*ACTIONS TO TAKE:*
1 - Could you write out a passage from the Day 28 ride post, starting at the words "I had already" and ending after the words "a bear bag."?
2 - In the Day 28 ride post, after roughly how many miles did the wind begin to subside?
===== QUOTED PASSAGE =====
Day 28: Rawlins, WY – Medicine Bow- Routt National Forest

Miles: 54

Climbing: 4252 ft

Y’all, today was mostly super shitty. Think LITERALLY FORTY MILES OF HEADWIND shitty. Ok, that’s exaggerating……it was actually 40 miles of *mostly* headwind so strong I had to pedal on steep descents, and occasionally the road would curve and I’d have a crosswind so strong I had to steer into it to keep control of my bike.

So, pretty shitty. I yelled the f-word into the wind a lot.

Sometimes, when you’re climbing and go over a big pass, the wind changes, but after every stupid hill I climbed today, it felt like the wind just got worse.

Also even though I’m out of the Basin, for a major part of today, the scenery was garbage. …..but that coulda just been my mood ‘cause of the wind. Some of it was ok. I guess.

Finally FINALLY, after about 45 miles, the wind KINDA subsided AND I started to see some trees. Yes! Real trees! Except for some sad little implanted trees in Rawlins, I hadn’t seen a proper forest since leaving the Green River Valley before Pinedale, so I was over the moon when I started approaching the stands of Aspens and pines as I entered Medicine Bow-Routt National Forest.

I was so happy to be back in the trees (and out of the fricken wind), I honestly didn’t even care that it started raining on me, or that the end of my ride was a series of steep climbs and descents.

I had already decided to wild camp (the first time doing so completely on my own!) so I picked out a cute little spot during a break in the rain.

As soon as I got my tent set up it started pouring again, so I had to get a little creative to get dinner made.

Luckily, the showers passed again, and I got to experience the hilarious comedy of errors that is me hanging a bear bag.

So, here’s how you hang a bear bag, according to Lilli:

  1. Find the literal only tree within walking distance of your camp that is suitable. Think there are lots of trees that would work?? Think again. There’s only one, and its location is not convenient.
  1. Tie your rope around a small rock to weight it down. Make sure it’s a muddy rock that also gets you covered in mud.
  1. Throw attempt 1: You didn’t tie the rock on well enough, so you get your rope over the branch, but the rock falls off, and so does your rope. Retie.
  1. Throw attempt 2: Bad throw, it bounces off the branch and almost hits you in the face on the way down.
===== DATA EXCERPTS =====
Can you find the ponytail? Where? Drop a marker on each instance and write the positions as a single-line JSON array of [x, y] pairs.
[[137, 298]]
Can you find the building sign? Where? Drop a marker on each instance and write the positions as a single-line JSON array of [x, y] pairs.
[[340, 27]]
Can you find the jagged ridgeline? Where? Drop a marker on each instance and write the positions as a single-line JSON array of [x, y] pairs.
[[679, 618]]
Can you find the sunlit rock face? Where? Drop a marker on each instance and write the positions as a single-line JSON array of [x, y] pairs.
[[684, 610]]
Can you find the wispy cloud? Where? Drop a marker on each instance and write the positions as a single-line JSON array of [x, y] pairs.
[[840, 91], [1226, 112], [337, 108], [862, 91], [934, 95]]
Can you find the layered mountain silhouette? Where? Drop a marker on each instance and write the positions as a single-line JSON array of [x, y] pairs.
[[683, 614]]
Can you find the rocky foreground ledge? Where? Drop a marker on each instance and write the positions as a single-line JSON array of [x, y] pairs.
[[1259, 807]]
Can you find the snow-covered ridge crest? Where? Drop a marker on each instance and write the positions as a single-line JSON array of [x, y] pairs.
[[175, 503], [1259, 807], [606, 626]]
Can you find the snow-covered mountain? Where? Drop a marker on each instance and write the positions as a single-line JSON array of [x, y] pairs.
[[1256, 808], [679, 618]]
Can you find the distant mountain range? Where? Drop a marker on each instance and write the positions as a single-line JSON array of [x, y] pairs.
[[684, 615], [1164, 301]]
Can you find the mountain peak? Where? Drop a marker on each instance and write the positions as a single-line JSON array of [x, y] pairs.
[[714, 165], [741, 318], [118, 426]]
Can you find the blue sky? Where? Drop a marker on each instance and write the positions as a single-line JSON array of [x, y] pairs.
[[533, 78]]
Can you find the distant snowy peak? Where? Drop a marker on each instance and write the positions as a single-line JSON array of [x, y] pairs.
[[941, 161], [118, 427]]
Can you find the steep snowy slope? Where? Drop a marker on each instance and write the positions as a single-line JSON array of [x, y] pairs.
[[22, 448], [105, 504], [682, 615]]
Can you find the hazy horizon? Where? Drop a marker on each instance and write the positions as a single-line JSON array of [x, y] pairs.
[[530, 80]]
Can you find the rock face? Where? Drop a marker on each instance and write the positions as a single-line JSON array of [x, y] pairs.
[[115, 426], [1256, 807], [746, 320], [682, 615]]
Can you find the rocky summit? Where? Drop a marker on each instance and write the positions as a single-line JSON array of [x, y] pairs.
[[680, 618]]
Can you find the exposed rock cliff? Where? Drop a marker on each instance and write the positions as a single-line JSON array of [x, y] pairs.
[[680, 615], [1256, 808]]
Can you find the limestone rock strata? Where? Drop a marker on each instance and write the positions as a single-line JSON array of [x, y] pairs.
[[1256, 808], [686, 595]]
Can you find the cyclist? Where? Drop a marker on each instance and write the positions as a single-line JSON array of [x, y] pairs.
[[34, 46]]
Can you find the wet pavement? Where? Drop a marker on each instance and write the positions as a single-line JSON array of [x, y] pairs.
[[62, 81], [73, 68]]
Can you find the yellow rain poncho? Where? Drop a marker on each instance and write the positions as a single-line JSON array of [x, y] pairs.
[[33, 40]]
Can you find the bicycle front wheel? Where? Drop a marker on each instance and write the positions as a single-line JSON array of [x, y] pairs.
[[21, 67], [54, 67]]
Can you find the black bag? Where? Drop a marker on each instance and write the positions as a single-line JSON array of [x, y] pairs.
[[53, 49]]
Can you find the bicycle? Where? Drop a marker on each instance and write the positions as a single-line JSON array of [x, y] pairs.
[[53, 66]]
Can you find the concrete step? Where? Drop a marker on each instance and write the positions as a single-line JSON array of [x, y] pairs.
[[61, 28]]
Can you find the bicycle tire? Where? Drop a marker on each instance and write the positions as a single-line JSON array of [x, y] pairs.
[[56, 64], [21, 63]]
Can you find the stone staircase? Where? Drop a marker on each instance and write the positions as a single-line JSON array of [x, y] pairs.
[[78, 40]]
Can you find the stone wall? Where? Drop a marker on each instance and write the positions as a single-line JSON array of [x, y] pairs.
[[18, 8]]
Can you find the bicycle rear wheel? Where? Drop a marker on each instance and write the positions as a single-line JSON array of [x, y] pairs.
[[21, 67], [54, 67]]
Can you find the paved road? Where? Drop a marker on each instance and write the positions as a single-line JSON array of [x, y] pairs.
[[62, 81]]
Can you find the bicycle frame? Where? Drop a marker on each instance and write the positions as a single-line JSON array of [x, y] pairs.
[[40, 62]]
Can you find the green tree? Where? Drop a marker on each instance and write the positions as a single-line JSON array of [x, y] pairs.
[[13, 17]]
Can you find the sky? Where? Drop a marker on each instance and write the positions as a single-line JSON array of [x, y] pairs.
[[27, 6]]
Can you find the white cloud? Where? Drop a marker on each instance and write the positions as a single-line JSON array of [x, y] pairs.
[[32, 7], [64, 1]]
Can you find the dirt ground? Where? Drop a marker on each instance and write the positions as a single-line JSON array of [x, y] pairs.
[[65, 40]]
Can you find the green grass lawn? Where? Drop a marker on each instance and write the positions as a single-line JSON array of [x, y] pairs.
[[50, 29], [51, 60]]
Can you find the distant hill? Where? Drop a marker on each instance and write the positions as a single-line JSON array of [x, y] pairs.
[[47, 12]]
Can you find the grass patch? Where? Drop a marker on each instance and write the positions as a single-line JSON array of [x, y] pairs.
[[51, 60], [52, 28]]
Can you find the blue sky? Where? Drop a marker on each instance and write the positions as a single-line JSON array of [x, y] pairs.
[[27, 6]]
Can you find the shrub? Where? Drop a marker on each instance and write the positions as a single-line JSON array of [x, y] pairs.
=====
*TASK-BY-TASK RESULTS:*
1 -
I had already decided to wild camp (the first time doing so completely on my own!) so I picked out a cute little spot during a break in the rain.

As soon as I got my tent set up it started pouring again, so I had to get a little creative to get dinner made.

Luckily, the showers passed again, and I got to experience the hilarious comedy of errors that is me hanging a bear bag.

2 - After about 45 miles.